Filas de datos de anotación de recuadros:
====================

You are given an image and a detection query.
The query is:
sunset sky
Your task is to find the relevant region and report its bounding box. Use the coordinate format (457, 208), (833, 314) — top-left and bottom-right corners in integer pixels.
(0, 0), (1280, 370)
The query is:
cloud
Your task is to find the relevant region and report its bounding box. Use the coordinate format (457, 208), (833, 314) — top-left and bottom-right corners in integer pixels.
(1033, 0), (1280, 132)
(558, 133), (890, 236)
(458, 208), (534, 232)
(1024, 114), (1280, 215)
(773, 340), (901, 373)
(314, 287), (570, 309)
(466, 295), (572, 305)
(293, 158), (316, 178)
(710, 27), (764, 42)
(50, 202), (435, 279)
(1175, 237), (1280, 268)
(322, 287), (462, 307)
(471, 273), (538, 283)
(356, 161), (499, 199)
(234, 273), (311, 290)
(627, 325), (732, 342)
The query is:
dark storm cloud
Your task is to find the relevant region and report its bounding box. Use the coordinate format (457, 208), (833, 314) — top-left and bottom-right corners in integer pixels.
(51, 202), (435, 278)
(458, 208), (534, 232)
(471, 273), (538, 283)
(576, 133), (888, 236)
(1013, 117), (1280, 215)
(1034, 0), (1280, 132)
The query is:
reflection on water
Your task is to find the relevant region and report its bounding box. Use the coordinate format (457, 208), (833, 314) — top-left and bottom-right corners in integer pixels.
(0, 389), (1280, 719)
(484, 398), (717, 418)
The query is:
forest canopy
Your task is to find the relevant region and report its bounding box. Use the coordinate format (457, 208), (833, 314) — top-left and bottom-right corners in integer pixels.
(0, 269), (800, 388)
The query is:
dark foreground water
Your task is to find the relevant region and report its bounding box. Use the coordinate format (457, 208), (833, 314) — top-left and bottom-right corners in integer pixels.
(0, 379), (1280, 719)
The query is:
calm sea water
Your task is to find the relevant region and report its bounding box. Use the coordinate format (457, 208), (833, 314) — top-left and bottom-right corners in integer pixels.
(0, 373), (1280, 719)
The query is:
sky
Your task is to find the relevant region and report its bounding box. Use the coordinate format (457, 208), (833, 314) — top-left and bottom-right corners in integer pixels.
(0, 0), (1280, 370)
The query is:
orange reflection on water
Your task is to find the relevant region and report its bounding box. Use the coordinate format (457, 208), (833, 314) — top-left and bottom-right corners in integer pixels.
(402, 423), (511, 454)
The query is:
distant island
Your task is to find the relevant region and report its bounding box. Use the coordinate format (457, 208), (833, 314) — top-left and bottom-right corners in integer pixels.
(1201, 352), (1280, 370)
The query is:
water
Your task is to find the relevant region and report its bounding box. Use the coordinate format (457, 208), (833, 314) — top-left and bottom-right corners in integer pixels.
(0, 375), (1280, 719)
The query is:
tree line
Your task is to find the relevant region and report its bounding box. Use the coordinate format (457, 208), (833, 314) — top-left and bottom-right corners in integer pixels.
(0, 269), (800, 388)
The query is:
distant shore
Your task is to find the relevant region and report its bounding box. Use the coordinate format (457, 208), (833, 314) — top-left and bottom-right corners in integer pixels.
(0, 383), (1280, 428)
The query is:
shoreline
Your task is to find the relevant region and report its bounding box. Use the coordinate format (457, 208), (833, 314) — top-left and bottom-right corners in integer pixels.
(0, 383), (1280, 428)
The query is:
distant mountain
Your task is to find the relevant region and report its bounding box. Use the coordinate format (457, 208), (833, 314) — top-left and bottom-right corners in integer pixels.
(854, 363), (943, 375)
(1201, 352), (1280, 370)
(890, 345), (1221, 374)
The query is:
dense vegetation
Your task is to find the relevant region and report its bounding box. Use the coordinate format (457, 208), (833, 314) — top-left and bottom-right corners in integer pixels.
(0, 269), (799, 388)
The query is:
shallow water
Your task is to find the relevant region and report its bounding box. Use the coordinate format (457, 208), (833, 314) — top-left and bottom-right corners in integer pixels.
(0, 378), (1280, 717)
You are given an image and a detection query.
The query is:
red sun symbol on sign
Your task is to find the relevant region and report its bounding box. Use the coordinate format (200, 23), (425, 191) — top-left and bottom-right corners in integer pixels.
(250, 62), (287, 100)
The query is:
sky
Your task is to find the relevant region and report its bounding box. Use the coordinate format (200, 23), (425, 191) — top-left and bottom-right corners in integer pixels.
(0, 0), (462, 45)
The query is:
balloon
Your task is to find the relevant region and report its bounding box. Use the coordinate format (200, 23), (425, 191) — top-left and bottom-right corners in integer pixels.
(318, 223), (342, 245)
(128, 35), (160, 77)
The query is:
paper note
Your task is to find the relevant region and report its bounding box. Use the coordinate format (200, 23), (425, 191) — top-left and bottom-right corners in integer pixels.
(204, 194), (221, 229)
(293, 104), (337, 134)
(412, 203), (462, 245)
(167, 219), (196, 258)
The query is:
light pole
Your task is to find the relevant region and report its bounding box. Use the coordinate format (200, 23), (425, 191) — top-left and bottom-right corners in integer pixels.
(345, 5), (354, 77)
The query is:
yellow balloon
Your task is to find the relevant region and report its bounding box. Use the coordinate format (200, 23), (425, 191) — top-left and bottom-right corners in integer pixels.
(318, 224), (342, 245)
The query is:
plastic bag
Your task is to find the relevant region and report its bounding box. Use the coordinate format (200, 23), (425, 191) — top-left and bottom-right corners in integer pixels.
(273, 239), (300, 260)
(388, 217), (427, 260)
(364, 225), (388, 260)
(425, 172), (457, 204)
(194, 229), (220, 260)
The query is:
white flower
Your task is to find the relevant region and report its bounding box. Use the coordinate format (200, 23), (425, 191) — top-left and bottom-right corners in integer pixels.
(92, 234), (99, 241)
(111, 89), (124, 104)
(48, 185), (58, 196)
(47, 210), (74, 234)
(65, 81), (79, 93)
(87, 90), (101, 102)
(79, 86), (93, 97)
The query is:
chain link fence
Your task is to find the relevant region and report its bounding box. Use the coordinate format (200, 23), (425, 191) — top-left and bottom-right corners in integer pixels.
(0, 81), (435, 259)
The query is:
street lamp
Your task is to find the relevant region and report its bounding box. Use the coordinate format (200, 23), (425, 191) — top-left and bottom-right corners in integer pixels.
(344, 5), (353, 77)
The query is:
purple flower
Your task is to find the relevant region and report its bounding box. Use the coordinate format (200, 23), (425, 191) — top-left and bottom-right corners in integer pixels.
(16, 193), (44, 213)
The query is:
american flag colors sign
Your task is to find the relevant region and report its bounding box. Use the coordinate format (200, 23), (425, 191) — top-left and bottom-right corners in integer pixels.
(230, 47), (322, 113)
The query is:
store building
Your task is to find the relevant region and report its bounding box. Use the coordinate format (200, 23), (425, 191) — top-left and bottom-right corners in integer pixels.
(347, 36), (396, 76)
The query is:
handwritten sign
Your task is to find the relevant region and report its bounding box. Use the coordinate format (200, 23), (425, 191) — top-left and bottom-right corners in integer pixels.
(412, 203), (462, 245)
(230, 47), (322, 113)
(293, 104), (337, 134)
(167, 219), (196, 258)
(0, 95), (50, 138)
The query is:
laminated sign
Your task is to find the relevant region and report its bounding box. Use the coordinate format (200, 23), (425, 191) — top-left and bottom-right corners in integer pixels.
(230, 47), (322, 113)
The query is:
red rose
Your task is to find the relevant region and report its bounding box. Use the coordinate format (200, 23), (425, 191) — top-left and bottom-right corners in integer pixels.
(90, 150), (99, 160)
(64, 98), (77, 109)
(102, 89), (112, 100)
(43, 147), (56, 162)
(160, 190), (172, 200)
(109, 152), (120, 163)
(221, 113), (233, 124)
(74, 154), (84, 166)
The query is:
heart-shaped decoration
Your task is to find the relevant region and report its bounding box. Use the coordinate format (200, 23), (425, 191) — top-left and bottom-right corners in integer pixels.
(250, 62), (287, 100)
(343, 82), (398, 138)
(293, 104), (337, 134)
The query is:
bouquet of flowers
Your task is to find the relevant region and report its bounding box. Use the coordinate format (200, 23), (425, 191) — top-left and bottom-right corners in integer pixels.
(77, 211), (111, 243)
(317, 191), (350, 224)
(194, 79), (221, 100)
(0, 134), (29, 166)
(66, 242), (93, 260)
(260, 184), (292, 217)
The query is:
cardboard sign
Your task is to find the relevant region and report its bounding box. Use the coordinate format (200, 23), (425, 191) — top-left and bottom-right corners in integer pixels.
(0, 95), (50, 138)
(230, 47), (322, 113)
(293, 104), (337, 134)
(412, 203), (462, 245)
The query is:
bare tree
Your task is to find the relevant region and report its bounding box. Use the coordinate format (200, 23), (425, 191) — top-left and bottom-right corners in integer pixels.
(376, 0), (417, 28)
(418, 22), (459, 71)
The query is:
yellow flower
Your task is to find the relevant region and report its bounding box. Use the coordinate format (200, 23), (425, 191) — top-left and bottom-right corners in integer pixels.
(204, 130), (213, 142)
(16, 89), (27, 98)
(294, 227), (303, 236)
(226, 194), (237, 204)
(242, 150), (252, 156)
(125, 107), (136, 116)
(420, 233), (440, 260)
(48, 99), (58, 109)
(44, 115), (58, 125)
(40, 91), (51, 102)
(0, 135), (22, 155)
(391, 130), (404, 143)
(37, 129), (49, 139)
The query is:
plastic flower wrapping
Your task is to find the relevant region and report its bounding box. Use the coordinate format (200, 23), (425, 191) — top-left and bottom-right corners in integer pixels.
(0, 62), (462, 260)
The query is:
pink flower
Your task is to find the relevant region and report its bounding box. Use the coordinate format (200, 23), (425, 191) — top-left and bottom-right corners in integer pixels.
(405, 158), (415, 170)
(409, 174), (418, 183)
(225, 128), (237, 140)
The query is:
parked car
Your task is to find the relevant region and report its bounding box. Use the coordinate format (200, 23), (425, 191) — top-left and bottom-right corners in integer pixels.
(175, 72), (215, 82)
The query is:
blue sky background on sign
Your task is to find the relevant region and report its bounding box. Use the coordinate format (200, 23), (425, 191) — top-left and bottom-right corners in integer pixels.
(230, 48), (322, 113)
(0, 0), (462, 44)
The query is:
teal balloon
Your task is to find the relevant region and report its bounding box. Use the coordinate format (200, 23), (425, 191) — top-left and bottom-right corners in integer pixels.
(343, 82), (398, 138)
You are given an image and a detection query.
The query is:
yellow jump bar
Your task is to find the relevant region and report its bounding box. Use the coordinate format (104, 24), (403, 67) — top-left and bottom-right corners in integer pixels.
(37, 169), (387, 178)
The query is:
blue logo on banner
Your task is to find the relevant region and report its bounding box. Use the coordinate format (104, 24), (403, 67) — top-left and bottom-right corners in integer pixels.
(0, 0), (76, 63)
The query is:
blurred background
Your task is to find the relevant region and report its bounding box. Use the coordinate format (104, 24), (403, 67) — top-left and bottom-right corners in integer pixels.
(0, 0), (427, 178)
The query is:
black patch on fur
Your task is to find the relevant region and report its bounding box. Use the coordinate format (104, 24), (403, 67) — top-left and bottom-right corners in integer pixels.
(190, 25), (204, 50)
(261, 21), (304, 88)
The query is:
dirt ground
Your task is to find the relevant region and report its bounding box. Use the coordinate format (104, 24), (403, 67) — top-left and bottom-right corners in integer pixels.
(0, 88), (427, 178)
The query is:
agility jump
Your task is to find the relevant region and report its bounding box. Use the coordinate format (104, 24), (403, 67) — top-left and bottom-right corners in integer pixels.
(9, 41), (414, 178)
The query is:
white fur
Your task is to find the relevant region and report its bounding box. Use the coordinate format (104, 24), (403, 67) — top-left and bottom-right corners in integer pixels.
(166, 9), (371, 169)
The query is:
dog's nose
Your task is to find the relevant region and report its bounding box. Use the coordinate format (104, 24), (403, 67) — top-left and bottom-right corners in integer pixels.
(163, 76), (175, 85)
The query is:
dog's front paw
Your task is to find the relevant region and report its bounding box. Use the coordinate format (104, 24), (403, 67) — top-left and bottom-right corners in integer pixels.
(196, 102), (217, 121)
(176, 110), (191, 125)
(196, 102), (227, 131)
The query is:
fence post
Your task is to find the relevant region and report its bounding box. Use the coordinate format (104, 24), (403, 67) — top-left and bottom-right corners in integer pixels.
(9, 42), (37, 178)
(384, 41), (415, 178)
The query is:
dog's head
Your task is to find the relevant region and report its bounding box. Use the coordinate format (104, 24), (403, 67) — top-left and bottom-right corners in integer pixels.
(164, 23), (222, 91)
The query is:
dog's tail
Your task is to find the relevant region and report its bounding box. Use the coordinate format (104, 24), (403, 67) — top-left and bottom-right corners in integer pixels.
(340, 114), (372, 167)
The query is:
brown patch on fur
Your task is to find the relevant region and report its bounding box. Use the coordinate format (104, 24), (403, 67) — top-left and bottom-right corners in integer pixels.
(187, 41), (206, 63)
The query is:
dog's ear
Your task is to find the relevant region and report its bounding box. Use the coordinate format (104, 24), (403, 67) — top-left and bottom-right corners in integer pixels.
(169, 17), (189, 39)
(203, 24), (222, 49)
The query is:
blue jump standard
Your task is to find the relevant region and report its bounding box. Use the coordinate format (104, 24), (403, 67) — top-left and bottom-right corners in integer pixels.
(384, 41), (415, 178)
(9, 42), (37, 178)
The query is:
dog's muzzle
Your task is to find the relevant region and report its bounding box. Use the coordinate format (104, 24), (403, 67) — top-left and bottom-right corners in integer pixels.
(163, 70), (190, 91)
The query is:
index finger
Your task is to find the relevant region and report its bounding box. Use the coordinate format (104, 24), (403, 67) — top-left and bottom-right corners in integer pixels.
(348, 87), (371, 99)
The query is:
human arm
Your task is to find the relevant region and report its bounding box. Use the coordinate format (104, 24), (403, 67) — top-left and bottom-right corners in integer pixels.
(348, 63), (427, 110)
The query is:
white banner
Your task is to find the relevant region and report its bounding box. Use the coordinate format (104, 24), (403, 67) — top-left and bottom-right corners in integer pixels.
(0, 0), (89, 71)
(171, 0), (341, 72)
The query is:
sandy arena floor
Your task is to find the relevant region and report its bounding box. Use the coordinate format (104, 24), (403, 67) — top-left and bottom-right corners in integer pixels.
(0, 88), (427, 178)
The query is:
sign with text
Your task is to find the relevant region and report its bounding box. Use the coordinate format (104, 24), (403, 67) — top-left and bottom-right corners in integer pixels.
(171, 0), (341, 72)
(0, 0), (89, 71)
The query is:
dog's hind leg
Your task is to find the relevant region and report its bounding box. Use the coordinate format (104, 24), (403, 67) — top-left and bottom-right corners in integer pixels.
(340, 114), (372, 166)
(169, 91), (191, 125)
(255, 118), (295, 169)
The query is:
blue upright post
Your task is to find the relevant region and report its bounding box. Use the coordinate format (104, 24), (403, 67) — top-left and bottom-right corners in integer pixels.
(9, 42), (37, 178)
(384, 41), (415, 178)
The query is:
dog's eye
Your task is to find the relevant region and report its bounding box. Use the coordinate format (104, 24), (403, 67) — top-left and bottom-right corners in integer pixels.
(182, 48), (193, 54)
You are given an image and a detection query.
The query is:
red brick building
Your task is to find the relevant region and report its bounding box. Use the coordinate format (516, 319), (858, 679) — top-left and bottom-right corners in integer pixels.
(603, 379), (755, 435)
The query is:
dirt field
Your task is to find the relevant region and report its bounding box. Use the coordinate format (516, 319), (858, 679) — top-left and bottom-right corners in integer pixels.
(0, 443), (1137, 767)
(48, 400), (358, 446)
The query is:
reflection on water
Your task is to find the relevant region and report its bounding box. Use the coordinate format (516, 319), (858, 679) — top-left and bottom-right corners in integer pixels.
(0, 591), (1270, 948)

====================

(Instrucción):
Extraiga del listado anterior cada línea que contenga la palabra "background" y cópiela tal como aparece. Distinga entre mayúsculas y minúsculas.

(Resultado correcto):
blue sky background on sign
blurred background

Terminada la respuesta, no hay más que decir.